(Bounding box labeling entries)
========================================================================

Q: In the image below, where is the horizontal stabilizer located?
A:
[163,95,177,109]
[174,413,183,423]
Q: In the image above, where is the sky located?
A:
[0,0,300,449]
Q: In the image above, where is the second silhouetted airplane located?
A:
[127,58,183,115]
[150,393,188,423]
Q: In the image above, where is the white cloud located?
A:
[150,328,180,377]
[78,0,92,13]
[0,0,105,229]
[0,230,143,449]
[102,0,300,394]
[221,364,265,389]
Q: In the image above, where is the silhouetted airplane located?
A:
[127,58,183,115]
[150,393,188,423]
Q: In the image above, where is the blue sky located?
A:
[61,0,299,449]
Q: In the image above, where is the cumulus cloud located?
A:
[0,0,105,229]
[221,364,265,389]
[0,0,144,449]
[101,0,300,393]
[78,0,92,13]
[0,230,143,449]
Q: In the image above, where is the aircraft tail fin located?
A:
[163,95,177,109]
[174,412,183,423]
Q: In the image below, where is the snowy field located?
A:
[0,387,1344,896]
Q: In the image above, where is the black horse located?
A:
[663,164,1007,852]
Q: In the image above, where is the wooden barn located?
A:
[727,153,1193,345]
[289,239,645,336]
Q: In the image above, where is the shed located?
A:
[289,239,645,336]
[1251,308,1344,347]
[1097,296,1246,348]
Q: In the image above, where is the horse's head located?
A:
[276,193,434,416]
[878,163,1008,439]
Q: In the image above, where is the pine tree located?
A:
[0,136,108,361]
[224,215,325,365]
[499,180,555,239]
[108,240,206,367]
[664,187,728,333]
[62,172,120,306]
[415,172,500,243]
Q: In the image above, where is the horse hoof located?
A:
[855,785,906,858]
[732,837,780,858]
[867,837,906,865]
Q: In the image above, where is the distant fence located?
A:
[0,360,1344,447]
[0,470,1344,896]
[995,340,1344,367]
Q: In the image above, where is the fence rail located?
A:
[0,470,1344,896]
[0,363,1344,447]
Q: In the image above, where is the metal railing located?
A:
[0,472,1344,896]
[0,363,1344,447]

========================================================================

> [TO DO]: Reproduce the entire listing above word for word, changing nothing.

> [EXERCISE SOLUTION]:
Q: In the image below, where is the horizontal stabilizer located?
A:
[163,95,177,109]
[174,413,183,423]
Q: In the image above, where is the sky located?
A:
[0,0,300,449]
Q: In the image above, where is the second silhouetted airplane located?
A:
[127,58,183,115]
[150,393,188,423]
Q: In the image above, where is the white cloud located?
A:
[150,328,180,377]
[78,0,92,13]
[0,0,105,229]
[0,230,143,449]
[102,0,300,394]
[221,364,265,389]
Q: In the image above, where is the silhouetted airplane located?
A:
[127,58,183,115]
[150,393,188,423]
Q: In the image above, where is the blue sky located?
A:
[61,0,299,449]
Q: In the image above, where is the cumulus cloud located?
A:
[0,0,105,229]
[221,364,265,389]
[0,0,144,449]
[101,0,300,393]
[78,0,92,13]
[0,230,143,449]
Q: In the image above, where is the aircraft tail fin located?
A:
[163,95,177,109]
[174,412,183,423]
Q: In the image below, where is the snowy field located?
A:
[0,387,1344,896]
Q: In the image above, where is the black horse located?
A:
[663,164,1007,852]
Q: In the image above, where is the wooden barn located?
A:
[727,153,1193,345]
[289,239,645,336]
Q: In the image above, where is the shed located?
A:
[289,239,645,336]
[1251,308,1344,347]
[1097,296,1246,348]
Q: In the image above, where is the horse's head located?
A:
[276,193,434,416]
[878,163,1008,439]
Q: In the image above, where is the pine tree located?
A:
[0,136,108,361]
[224,215,325,365]
[499,180,555,239]
[108,240,206,367]
[664,187,728,333]
[62,172,120,306]
[415,172,500,243]
Q: In the image above, where is the horse hoof located?
A:
[855,785,906,858]
[732,837,780,858]
[867,837,906,865]
Q: In the image above, where is the distant fence located?
A:
[0,360,1344,447]
[0,470,1344,896]
[995,340,1344,367]
Q: In the image above, where is the fence rail located?
A:
[0,470,1344,896]
[0,363,1344,447]
Q: In the image above, where is the metal railing located?
A:
[0,472,1344,896]
[0,363,1344,447]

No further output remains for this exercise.